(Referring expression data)
- - - - - - -

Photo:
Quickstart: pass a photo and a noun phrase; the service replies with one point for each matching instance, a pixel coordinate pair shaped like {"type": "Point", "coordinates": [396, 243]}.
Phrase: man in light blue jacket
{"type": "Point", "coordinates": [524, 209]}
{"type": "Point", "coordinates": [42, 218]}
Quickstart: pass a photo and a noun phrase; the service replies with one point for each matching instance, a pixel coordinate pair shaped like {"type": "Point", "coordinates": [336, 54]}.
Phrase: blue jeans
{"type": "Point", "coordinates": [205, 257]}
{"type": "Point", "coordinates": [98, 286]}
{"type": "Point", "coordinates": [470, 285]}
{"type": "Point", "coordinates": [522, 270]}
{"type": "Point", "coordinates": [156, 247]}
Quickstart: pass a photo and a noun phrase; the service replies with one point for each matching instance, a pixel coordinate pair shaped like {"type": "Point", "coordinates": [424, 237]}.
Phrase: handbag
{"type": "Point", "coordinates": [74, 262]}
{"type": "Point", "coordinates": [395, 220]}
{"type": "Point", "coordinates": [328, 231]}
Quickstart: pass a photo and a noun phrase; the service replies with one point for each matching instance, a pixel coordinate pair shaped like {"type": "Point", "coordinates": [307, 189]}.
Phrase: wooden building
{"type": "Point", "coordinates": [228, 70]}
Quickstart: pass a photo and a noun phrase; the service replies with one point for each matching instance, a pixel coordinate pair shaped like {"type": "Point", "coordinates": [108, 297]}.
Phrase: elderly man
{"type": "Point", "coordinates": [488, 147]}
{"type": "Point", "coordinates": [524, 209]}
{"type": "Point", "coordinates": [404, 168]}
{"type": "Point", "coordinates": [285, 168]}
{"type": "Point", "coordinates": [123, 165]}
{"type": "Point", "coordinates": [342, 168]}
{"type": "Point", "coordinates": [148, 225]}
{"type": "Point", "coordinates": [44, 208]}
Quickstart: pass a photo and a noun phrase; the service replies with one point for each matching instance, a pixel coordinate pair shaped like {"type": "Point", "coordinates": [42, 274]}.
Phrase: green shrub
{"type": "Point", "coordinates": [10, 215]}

- - - - - - -

» What you are asked to do
What you write must match the records above line for line.

» Task answer
Photo:
Quickstart: pass a photo and a noun phrase; the service replies with one point for each matching instance, a pixel coordinate pair shaped like {"type": "Point", "coordinates": [396, 243]}.
Phrase: man in light blue jacket
{"type": "Point", "coordinates": [524, 209]}
{"type": "Point", "coordinates": [42, 218]}
Quickstart: pass a photo and a noun phrase; the service replies with one point for each matching instance, a pixel coordinate pair shaped like {"type": "Point", "coordinates": [336, 54]}.
Phrase: blue jeans
{"type": "Point", "coordinates": [205, 257]}
{"type": "Point", "coordinates": [98, 286]}
{"type": "Point", "coordinates": [470, 285]}
{"type": "Point", "coordinates": [522, 270]}
{"type": "Point", "coordinates": [156, 247]}
Quickstart: pass a photo and a noun phrase; the service replies with one point for each matching instance, a pixel coordinate pair shaped like {"type": "Point", "coordinates": [424, 237]}.
Phrase: handbag
{"type": "Point", "coordinates": [74, 262]}
{"type": "Point", "coordinates": [395, 220]}
{"type": "Point", "coordinates": [328, 231]}
Quickstart: pass a photo and a noun phrase; the service replies with one point for each matching instance, a pixel coordinate pair shaped like {"type": "Point", "coordinates": [307, 189]}.
Phrase: wooden building
{"type": "Point", "coordinates": [228, 70]}
Quickstart: pass a photo and a noun phrase; the service replies with one point for each matching instance, a pixel coordinate pair shaped like {"type": "Point", "coordinates": [108, 297]}.
Phrase: elderly man
{"type": "Point", "coordinates": [488, 147]}
{"type": "Point", "coordinates": [524, 209]}
{"type": "Point", "coordinates": [404, 168]}
{"type": "Point", "coordinates": [285, 168]}
{"type": "Point", "coordinates": [123, 165]}
{"type": "Point", "coordinates": [342, 168]}
{"type": "Point", "coordinates": [148, 225]}
{"type": "Point", "coordinates": [44, 208]}
Quickstart: pass a photo and a noun phrase; the service replies with one point for each matching instance, a pixel coordinate pair shaped like {"type": "Point", "coordinates": [42, 274]}.
Phrase: green shrub
{"type": "Point", "coordinates": [10, 215]}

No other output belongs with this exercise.